Work to be completed — What number of lines in the entries hold the string "light"? Answer with it alone.
*** Block opens ***
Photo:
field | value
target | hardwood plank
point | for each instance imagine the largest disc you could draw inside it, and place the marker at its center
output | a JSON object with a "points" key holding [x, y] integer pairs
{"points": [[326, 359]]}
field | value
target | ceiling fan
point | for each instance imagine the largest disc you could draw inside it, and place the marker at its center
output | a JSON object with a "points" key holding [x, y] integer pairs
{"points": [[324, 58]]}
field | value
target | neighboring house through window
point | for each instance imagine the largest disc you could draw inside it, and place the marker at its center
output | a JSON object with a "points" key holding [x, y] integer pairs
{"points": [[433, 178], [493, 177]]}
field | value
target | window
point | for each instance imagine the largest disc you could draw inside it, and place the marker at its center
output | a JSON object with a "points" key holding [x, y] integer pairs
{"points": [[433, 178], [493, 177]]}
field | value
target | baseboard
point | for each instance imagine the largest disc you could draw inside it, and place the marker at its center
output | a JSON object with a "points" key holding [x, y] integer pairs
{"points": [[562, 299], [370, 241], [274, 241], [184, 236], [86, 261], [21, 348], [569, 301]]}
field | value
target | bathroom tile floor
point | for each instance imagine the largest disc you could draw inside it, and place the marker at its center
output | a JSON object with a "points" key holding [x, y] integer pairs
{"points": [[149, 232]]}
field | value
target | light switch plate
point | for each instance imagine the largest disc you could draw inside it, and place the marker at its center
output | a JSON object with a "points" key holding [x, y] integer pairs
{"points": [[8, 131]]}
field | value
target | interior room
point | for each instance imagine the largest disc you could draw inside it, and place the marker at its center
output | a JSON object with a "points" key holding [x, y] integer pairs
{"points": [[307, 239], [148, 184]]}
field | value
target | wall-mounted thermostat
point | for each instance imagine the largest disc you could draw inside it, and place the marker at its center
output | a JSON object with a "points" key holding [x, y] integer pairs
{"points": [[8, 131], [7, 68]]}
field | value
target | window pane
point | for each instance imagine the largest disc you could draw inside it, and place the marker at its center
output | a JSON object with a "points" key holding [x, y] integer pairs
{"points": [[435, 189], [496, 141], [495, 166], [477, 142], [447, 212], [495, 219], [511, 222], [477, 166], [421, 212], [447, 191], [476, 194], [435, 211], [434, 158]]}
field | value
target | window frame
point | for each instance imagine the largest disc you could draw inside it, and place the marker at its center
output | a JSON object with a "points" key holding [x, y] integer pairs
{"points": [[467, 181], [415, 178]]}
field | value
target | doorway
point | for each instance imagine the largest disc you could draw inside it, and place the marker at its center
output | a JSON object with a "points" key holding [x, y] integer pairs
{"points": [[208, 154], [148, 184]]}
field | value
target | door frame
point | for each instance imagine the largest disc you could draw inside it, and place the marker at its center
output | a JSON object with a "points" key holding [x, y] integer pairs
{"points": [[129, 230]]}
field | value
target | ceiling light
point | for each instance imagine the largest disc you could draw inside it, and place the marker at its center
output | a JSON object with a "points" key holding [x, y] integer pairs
*** Block closes ***
Result for this exercise — 2